_PROBLEM REQUIREMENTS_
Pull out every line in the listing below that contains the string "loader", and copy each one unchanged.

_DATA PROVIDED_
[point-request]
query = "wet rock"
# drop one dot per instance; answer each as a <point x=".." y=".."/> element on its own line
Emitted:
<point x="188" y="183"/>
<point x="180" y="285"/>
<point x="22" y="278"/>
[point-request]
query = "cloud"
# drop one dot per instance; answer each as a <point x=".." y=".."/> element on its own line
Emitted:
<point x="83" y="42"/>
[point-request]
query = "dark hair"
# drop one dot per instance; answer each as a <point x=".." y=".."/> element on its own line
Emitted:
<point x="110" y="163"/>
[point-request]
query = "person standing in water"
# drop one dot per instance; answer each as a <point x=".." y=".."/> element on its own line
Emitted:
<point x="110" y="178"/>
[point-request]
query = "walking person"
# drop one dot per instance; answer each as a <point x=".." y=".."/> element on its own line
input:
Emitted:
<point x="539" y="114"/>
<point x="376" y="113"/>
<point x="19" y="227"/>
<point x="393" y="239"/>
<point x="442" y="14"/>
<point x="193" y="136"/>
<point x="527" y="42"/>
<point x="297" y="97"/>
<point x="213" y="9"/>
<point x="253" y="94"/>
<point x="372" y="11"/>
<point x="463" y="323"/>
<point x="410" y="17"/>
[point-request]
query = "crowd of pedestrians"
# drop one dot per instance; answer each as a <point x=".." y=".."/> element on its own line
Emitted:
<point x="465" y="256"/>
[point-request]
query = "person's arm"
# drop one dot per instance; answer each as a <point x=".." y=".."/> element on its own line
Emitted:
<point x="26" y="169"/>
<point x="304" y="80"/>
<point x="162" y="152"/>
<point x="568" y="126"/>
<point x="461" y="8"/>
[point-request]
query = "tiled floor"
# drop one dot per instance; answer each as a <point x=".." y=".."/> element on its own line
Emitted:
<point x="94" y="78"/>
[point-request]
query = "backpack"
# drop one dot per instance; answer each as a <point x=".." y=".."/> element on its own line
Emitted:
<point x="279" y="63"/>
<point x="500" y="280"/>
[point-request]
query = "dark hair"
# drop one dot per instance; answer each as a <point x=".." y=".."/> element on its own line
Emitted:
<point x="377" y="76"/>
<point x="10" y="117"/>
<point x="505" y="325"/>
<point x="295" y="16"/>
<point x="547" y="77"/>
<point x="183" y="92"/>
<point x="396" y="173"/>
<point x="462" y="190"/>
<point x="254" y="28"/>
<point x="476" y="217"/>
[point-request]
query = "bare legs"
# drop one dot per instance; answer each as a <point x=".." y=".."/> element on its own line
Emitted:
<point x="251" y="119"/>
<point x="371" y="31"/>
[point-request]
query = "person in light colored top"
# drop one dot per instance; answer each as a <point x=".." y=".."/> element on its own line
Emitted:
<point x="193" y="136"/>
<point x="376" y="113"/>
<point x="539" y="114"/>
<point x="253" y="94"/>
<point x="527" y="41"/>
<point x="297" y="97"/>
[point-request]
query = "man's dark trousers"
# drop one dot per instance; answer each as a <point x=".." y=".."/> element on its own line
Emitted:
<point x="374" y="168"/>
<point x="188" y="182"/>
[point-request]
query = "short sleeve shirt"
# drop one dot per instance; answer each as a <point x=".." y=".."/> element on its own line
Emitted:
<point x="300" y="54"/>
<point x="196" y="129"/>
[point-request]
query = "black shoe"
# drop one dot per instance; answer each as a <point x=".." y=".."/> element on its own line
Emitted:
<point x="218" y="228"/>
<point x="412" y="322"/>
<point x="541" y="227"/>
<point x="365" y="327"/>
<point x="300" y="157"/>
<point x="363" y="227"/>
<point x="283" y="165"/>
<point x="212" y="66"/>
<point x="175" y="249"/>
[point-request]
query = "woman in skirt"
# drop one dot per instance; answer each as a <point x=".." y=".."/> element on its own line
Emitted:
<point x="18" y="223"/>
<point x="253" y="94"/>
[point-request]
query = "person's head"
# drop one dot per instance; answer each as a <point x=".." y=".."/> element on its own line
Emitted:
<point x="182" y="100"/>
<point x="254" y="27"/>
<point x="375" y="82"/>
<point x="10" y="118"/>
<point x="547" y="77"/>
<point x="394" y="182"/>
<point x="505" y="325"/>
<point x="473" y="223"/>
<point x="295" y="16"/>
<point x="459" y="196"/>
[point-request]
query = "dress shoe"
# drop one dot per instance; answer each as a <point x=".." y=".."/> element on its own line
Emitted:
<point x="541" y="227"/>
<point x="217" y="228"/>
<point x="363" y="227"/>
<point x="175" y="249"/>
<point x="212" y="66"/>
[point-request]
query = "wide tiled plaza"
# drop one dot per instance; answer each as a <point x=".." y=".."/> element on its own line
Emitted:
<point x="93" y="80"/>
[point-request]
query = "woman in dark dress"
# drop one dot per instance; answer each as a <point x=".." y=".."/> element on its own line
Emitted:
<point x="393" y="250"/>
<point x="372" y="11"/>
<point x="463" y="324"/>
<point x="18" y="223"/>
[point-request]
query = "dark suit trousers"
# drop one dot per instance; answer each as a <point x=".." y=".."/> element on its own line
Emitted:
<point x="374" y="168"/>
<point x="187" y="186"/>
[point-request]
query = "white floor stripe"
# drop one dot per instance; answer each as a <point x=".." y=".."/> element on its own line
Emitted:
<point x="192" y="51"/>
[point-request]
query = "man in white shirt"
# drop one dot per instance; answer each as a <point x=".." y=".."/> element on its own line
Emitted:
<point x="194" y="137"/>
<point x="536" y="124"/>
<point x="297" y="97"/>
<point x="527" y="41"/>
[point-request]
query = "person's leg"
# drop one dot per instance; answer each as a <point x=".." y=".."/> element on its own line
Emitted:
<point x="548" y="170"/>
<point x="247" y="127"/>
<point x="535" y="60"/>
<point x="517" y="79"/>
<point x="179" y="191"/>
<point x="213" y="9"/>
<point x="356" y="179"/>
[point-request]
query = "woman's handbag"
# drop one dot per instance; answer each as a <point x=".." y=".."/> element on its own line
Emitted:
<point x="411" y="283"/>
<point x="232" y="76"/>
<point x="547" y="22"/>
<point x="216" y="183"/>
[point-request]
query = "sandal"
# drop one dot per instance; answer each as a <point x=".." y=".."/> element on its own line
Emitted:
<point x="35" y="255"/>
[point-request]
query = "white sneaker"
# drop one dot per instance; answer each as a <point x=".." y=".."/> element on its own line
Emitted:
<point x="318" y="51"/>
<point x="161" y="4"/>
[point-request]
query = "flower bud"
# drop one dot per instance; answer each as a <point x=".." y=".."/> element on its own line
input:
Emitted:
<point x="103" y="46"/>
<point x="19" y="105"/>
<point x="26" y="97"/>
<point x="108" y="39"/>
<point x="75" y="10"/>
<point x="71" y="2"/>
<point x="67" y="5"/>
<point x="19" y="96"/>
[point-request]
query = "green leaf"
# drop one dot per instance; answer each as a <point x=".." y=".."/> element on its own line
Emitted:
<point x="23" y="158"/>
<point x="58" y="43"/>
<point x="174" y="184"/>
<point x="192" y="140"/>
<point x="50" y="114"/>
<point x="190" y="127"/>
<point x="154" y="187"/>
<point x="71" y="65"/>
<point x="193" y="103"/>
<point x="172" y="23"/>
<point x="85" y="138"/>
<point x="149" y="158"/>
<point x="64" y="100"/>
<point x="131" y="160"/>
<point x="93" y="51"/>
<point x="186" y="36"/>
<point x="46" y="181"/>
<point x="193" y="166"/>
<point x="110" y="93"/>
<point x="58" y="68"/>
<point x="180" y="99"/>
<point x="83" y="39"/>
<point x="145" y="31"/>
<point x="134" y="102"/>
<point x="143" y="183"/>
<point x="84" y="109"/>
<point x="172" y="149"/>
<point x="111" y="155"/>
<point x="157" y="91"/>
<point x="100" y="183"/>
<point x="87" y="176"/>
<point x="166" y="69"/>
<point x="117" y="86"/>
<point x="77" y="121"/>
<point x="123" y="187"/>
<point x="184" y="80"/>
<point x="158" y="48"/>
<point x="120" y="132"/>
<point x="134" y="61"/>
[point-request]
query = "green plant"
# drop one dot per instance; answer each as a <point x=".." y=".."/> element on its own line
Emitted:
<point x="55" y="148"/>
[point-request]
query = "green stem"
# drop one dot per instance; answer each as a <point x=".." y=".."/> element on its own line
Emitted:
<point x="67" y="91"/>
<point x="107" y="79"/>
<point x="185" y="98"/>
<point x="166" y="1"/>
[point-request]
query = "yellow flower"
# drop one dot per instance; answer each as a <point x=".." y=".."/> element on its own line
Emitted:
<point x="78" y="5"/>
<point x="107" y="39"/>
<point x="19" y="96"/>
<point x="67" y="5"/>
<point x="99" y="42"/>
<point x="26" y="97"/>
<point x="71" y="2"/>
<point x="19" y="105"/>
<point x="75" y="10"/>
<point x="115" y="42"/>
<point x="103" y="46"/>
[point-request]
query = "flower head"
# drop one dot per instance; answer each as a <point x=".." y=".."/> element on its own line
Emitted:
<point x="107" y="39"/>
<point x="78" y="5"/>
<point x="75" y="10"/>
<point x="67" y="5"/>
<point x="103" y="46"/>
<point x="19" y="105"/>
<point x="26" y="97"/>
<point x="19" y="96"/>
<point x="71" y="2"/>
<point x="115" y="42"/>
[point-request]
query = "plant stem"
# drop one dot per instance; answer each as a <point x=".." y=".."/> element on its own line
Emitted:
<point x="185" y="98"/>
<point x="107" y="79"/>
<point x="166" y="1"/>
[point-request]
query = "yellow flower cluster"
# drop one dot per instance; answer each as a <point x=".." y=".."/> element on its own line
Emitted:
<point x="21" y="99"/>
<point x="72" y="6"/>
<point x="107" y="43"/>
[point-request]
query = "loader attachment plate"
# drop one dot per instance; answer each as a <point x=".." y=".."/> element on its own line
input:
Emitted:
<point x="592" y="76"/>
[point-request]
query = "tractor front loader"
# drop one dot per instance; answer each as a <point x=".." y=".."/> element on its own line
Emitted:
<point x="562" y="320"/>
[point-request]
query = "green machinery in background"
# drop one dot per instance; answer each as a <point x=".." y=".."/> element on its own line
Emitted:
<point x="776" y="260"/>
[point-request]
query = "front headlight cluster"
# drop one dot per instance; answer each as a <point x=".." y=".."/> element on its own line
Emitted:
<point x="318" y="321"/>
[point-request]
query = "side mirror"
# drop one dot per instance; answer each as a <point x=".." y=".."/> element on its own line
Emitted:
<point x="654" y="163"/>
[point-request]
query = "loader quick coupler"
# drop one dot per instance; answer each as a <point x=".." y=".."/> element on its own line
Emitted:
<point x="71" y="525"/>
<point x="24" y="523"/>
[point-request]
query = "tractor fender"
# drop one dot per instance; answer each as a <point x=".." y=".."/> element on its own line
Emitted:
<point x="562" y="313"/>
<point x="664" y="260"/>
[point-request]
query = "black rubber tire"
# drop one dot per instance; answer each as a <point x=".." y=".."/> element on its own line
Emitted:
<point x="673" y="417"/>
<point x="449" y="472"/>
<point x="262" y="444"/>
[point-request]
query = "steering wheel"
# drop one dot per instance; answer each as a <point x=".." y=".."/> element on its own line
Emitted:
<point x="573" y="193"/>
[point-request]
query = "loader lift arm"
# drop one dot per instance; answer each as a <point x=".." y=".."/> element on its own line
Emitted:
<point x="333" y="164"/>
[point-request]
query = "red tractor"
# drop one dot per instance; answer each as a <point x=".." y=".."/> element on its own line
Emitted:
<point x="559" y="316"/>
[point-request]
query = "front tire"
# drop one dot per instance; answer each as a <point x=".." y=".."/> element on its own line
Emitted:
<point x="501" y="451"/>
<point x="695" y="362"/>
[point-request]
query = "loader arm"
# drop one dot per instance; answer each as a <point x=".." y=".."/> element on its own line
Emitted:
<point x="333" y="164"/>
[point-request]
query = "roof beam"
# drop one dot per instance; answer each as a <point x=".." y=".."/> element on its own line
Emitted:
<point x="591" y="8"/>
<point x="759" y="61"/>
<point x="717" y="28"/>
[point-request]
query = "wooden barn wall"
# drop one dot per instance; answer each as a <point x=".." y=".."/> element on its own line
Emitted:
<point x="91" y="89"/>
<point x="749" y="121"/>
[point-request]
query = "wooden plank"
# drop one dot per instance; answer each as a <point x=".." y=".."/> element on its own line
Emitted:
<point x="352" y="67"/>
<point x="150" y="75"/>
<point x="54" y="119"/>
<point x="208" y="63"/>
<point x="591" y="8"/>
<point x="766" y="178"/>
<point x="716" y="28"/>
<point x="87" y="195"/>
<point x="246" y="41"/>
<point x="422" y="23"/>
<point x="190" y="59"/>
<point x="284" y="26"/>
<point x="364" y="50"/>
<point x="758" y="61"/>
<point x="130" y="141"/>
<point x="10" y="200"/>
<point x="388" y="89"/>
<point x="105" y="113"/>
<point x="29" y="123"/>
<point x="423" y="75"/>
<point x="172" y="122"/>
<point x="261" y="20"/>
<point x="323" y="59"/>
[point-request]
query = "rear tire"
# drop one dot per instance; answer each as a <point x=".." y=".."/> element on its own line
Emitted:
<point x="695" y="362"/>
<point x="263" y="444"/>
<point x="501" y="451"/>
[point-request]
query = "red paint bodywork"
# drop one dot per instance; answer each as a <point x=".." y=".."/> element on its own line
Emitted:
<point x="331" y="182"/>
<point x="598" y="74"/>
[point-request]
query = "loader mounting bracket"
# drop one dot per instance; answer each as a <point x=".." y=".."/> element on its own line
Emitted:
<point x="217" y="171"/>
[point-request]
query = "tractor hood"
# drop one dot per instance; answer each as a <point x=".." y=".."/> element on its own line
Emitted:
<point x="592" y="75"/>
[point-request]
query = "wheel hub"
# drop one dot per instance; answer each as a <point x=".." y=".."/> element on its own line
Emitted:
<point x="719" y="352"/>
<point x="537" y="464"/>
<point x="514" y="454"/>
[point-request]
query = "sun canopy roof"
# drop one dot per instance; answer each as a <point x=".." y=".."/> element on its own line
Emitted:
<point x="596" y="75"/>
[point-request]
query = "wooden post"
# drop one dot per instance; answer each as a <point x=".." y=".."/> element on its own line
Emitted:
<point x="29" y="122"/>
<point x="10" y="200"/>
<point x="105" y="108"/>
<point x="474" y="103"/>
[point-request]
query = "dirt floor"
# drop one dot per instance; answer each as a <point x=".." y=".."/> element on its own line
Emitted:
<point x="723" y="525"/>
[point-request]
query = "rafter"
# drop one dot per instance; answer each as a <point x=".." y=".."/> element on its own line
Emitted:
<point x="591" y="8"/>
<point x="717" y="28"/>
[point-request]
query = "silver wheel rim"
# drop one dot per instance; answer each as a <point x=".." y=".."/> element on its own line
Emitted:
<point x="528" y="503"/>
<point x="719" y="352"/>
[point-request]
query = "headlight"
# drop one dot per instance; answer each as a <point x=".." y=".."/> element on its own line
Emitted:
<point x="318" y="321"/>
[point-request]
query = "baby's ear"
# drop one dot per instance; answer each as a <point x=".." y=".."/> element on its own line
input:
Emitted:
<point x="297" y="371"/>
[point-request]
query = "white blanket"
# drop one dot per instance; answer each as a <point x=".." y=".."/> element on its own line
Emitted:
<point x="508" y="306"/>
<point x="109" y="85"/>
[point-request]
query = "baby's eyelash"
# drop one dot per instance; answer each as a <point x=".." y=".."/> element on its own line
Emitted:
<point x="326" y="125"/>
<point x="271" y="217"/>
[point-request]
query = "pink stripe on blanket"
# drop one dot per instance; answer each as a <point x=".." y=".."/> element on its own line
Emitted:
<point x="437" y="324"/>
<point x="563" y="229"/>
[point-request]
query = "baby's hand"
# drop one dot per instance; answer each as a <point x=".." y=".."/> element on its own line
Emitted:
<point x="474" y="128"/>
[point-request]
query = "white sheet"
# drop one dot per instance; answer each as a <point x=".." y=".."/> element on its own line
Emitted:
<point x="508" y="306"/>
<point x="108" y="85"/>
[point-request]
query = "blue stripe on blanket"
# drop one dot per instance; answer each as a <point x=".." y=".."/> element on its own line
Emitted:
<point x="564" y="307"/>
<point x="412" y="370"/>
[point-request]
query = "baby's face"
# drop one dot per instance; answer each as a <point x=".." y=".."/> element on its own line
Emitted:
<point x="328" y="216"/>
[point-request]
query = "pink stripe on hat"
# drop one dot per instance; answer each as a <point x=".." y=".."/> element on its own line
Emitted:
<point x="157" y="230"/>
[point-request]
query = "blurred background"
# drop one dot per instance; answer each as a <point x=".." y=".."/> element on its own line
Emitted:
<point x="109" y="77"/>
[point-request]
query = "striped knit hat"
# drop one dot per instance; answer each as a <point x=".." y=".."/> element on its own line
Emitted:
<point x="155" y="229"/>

_OUTPUT_
query = "loader attachment plate"
query = "tractor front loader"
query = "loader quick coupler"
query = "loader lift arm"
query = "loader arm"
query = "loader mounting bracket"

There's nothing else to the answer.